======== Text passage ========
Malta is already one of Europe’s top vacation, language-learning, and retirement destinations, and it’s becoming a popular place to buy real estate.
The COVID-19 pandemic had a significant impact on Malta’s real estate market and the nation’s economy, just like it did on the rest of the world.
Malta’s housing market, however, began to pick up steam again in the second half of 2020 after slowing down in the first half. According to the Central Bank of Malta, the property price index increased at an average annual rate of 5.3% during the first three quarters of 2021 and 5% during 2020 (4.8% inflation-adjusted), following increases of 2.5% in 2019, 11.9% in 2018, and 8.8% in 2017. (CBM).
Market circumstances
Malta’s property market is relatively inexpensive in comparison to other European countries and competing locations, allowing people to find what they are looking for at a reasonable price.
The property market in Malta experienced an incredible boom between 2000 and 2009, owing to extremely low-interest rates and the relaxation of building height requirements, followed by a sharp decline in recent years due to the global financial crisis. In 2008, for example, over 6,000 building permits were issued, whereas less than a thousand were issued in 2012.
Although most large villas with a terrace, pool, and/or tennis court are still quite expensive, most apartments and maisonettes with a view have dropped in price. Property prices in Malta fell slightly during the economic downturn, but remain relatively high, as on most Mediterranean islands.
Buying a property in Malta
Malta is well known for its Mediterranean climate, its rich history, and its stunning landscapes, with its mild winters and hot summers. Malta continues to be an idealistic island to buy an apartment or a house, whether you’re looking for a modern apartment or a house with character. Malta is full of property-buying opportunities.
======== Excerpted data ========
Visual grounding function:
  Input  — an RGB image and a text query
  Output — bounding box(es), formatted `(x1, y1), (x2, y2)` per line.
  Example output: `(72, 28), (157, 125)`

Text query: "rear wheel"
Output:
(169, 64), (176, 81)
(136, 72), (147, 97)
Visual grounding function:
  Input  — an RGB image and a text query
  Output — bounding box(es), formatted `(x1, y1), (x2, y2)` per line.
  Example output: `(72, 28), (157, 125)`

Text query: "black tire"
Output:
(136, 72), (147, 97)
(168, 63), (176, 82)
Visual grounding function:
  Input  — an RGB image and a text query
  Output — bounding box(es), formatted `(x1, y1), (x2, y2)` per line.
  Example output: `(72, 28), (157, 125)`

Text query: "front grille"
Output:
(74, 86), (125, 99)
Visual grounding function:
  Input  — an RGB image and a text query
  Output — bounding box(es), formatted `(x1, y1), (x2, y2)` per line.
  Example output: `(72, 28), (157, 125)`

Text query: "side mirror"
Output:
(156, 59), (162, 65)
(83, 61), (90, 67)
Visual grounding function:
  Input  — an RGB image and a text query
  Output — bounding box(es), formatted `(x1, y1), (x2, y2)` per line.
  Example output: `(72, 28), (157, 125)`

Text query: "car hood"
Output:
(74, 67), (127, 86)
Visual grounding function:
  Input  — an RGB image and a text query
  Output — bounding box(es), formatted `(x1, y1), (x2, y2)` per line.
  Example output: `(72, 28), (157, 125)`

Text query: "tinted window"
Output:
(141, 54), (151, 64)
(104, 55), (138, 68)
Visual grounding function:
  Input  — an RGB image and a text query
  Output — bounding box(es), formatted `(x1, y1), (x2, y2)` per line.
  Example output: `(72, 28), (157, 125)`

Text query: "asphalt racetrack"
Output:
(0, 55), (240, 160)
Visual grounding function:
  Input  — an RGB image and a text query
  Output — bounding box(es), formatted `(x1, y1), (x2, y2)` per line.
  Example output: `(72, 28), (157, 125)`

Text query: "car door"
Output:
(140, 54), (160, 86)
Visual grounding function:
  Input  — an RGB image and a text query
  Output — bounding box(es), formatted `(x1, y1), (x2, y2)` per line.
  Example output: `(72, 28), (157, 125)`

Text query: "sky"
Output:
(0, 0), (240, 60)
========
## [Questions on the material]
- a) According to the text about Malta's property market, roughly how many building permits were issued in 2008?
- b) List every full calendar year for which the text about Malta's property market gives an annual increase in the property price index, along with that increase.
- c) Continue the text about Malta's property market from its final sentence.

## [Expected responses]
- a) Over 6,000 building permits were issued in 2008.

- b)
2017: 8.8%
2018: 11.9%
2019: 2.5%
2020: 5% (4.8% inflation-adjusted)

- c)
To give you a general idea, the starting price for a typical three-bedroom house would be €350,000, and the price range for a typical three-bedroom apartment would be between €140,000 and €400,000. Of course, these costs will change depending on the location and particulars of the property. However, it’s not surprising that prices can soar if you’re looking for a very opulent property.
Buying property in Malta has several restrictions
Unfortunately, Malta has a lot of restrictions on home ownership. Foreigners and residents of the EU are typically only permitted to purchase one home in Malta, and then usually only for owner-occupancy. However, they are permitted to purchase additional homes in “specially designated areas” like Tigne Point, Portomaso, Cottoenra, Manoel Island, and Chambray.
Only properties owned by foreign nationals that are over €233,000 in value, have swimming pools, and are registered with the Hotel and Catering Establishments Board are permitted to be rented out. Only short-term leases may be used to rent out foreign-owned properties.
As a result, purchasing multiple properties in Malta for rental income can be challenging, but the restrictions are less onerous when purchasing a vacation home abroad.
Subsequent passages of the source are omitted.